/ 14 August 2010

Reclusive Burma sets date for elections

Burma will hold its first parliamentary poll in two decades on November 7, state media said on Friday, ending speculation over the timing of a vote rights groups see as a sham aimed at entrenching military power.

The United States, Britain and human rights groups have said the elections would be illegitimate if the military junta denies a role to thousands of imprisoned political opponents, including Nobel Peace Prize-winner Aung San Suu Kyi.

The election takes place about a week before Suu Kyi is expected to be freed from house arrest on November 13.

Her National League for Democracy (NLD) party, which won by a landslide in the last elections in 1990 only to be denied power by the military, has refused to register with the authorities in protest of election laws it says are unjust.

Forty parties have registered to take part in the elections for the first civilian government in almost half a century in the reclusive, army-ruled country of 48-million people. But several big parties said the poll’s timing undermined their ability to raise funds.

UN Secretary-General Ban Ki-moon said in New York he has “taken note” of the announcement while reiterating his calls for the military junta “to honour their publicly stated commitments to hold inclusive, free and fair elections”.

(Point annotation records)
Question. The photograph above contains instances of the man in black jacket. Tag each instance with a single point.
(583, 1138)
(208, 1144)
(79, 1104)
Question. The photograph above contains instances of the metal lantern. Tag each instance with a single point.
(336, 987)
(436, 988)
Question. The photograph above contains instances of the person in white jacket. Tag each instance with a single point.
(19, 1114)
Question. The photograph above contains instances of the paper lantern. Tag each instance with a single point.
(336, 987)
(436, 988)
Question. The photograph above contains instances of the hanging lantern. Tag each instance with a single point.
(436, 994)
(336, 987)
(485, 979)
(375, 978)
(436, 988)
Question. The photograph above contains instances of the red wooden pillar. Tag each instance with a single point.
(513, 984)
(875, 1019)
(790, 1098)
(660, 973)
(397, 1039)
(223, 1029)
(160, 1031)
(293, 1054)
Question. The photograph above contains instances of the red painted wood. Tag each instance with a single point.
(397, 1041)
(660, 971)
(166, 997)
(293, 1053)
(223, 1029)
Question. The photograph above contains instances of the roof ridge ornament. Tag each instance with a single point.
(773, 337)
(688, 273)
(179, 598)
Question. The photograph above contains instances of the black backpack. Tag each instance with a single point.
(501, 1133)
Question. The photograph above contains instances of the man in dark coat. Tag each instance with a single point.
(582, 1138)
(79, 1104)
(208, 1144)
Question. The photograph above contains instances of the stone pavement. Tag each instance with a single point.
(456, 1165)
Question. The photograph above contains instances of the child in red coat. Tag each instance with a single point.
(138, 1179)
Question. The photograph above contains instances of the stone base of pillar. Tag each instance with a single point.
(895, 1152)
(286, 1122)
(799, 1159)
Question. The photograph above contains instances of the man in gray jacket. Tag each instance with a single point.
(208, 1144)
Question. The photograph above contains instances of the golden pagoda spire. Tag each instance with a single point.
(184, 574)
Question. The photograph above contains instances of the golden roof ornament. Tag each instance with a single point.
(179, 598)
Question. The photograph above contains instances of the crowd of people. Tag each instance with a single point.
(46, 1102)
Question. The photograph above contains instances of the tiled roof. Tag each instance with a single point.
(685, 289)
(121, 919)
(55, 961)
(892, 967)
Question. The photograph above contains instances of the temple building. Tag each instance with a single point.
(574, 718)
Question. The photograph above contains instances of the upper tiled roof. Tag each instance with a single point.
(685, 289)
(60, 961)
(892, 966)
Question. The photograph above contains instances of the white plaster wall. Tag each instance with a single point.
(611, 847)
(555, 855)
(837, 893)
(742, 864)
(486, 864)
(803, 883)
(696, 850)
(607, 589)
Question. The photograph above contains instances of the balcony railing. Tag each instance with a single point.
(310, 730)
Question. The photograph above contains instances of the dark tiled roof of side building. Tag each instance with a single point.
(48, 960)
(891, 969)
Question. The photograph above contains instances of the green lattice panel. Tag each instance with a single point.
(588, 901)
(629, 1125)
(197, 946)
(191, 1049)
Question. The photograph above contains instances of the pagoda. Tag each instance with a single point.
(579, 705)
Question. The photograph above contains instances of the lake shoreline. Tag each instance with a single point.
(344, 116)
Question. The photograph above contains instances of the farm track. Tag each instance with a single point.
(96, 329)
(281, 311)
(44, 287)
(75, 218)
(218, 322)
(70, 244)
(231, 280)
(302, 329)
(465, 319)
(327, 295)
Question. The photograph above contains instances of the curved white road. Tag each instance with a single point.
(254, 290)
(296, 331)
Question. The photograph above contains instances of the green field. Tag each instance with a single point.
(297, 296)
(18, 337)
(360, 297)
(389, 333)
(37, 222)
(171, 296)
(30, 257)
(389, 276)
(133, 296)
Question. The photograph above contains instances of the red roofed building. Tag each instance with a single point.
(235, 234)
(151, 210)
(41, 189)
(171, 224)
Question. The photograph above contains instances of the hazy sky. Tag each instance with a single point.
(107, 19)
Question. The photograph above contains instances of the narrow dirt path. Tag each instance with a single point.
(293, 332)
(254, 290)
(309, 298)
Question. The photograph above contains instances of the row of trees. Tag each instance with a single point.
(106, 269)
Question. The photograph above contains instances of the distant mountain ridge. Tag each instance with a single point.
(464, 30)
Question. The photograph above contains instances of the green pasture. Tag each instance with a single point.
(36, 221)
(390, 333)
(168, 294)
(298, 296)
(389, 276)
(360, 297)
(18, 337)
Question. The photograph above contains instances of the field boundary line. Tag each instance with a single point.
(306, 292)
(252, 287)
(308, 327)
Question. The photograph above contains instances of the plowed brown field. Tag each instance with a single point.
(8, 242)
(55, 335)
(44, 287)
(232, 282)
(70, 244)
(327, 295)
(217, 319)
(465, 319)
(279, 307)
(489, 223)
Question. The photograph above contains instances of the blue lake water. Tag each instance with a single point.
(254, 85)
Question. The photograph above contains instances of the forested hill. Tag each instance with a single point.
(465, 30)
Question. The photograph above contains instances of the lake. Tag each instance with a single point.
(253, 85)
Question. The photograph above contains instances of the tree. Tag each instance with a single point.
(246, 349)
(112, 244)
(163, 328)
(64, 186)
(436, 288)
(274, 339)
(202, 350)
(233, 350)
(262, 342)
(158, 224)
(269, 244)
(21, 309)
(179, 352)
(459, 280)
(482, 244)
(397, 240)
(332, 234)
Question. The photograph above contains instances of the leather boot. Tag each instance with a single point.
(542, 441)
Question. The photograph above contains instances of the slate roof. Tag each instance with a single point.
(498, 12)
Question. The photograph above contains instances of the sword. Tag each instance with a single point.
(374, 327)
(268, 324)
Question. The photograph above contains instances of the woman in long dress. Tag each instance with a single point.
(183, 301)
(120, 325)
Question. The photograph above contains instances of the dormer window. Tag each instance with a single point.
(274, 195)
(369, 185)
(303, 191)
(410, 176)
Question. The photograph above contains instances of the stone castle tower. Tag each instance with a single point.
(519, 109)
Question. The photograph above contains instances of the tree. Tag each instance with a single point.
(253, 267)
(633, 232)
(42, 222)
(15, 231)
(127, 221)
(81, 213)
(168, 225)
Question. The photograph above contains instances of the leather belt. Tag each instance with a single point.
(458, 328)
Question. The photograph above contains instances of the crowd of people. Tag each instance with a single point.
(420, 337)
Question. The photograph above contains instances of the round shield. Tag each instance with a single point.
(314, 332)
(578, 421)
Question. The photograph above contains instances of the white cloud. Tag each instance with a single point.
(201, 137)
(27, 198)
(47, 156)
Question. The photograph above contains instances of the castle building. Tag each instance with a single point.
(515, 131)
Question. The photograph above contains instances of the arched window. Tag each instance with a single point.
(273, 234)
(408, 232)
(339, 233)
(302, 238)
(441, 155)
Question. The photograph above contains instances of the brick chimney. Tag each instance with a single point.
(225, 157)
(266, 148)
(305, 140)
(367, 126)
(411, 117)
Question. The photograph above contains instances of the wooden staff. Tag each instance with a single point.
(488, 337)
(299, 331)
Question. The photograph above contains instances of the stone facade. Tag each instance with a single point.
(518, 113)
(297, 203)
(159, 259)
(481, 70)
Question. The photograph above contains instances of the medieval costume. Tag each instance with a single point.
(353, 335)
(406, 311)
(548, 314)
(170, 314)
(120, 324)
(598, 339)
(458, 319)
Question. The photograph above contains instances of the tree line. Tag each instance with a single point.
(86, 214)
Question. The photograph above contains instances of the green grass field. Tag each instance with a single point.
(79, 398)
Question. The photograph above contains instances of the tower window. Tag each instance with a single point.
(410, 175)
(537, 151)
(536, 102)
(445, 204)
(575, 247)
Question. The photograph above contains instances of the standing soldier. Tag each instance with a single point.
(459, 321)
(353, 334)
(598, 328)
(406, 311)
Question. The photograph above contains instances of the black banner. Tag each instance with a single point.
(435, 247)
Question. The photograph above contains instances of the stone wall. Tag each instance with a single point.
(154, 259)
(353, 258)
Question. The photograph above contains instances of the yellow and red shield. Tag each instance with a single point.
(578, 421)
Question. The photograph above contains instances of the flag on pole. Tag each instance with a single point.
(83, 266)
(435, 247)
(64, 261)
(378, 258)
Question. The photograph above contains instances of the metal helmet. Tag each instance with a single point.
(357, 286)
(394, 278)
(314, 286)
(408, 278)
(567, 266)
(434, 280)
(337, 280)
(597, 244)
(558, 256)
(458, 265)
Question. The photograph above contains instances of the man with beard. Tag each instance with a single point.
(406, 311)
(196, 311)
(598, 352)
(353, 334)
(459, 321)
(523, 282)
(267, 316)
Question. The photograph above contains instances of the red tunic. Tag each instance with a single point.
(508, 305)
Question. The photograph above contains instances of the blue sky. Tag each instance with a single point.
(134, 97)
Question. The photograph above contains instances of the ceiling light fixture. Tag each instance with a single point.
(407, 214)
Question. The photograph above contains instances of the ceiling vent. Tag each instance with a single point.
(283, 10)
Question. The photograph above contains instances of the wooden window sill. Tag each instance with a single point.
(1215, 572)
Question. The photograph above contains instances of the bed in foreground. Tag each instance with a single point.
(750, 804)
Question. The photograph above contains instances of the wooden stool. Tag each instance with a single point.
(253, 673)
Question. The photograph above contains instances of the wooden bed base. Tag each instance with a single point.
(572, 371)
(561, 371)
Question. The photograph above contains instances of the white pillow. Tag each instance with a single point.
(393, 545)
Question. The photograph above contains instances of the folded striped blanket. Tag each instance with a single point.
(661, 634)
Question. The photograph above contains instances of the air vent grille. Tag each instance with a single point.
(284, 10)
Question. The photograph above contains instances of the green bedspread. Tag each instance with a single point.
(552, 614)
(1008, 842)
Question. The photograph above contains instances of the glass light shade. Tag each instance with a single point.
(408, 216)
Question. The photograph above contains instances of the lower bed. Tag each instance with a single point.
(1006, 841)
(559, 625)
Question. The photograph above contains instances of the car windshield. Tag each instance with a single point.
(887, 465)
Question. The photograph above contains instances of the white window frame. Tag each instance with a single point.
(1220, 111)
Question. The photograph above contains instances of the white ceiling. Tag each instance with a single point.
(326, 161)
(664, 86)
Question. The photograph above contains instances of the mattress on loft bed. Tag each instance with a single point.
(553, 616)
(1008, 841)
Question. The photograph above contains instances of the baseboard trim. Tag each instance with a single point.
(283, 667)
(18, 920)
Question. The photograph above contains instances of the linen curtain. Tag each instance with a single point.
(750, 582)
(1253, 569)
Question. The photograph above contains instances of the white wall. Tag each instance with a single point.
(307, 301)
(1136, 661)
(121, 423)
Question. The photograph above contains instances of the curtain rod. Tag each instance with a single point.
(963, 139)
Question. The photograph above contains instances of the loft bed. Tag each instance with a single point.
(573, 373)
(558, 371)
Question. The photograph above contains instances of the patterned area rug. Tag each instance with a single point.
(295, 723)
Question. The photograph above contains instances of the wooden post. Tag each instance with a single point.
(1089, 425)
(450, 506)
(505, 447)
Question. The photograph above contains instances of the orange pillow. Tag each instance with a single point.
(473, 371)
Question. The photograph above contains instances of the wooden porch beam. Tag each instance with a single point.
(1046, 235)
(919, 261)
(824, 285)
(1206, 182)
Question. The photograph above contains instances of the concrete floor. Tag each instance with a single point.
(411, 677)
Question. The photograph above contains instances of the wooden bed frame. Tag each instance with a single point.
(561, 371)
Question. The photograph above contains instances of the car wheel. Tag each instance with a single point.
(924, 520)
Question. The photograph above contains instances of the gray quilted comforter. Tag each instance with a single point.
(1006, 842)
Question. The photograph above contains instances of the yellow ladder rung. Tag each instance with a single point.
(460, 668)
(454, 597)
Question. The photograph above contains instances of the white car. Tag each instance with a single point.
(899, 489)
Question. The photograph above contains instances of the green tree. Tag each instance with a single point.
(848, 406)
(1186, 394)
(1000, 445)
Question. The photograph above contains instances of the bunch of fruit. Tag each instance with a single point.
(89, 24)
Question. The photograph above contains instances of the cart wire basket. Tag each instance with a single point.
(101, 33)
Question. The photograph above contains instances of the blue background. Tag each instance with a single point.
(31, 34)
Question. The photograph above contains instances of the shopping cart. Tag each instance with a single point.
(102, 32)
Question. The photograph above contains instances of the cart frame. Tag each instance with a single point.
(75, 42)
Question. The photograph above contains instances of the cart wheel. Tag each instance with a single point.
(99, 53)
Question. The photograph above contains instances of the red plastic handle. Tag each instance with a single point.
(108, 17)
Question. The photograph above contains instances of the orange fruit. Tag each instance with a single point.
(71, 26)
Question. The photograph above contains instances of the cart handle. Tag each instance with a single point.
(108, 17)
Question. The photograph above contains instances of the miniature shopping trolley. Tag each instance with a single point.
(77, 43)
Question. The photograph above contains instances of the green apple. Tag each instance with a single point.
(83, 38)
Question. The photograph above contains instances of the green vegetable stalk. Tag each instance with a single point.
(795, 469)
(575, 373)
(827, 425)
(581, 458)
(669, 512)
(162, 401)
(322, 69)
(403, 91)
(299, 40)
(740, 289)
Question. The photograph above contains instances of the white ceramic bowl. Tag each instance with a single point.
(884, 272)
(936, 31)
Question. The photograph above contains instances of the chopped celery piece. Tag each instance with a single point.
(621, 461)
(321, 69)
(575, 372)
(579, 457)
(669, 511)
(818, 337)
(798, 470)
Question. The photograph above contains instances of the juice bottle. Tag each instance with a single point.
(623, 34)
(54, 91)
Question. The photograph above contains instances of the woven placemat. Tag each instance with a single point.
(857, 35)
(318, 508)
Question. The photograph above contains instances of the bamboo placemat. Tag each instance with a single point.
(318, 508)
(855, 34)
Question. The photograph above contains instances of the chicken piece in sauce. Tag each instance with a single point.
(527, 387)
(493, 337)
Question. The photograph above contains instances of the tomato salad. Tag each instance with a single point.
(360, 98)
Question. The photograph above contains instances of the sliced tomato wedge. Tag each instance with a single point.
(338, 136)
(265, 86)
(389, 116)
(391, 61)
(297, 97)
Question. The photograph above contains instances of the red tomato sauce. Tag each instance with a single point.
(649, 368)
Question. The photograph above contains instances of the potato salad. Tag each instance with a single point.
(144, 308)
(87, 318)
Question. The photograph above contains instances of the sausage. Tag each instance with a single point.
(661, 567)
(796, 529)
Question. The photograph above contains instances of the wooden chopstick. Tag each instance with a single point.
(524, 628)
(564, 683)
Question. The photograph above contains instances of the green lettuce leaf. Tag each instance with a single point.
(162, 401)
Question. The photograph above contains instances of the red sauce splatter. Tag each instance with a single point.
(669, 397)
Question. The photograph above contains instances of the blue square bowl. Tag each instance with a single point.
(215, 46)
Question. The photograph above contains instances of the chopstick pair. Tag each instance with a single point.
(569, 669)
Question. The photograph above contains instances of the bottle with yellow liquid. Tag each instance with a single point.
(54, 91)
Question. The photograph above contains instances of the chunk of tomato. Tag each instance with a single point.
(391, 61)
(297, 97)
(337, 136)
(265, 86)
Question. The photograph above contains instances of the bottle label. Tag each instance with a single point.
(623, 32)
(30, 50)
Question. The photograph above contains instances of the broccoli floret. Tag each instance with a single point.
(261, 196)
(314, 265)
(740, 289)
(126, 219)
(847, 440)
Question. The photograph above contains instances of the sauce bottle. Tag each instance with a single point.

What you have to do:
Answer these questions about the news item on Burma's elections.
(a) On what date will the parliamentary poll be held?
(b) In what year did the National League for Democracy last win an election?
(c) How many parties have registered to take part?
Rely only on the text for what comes next.

Task solution:
(a) November 7
(b) 1990
(c) Forty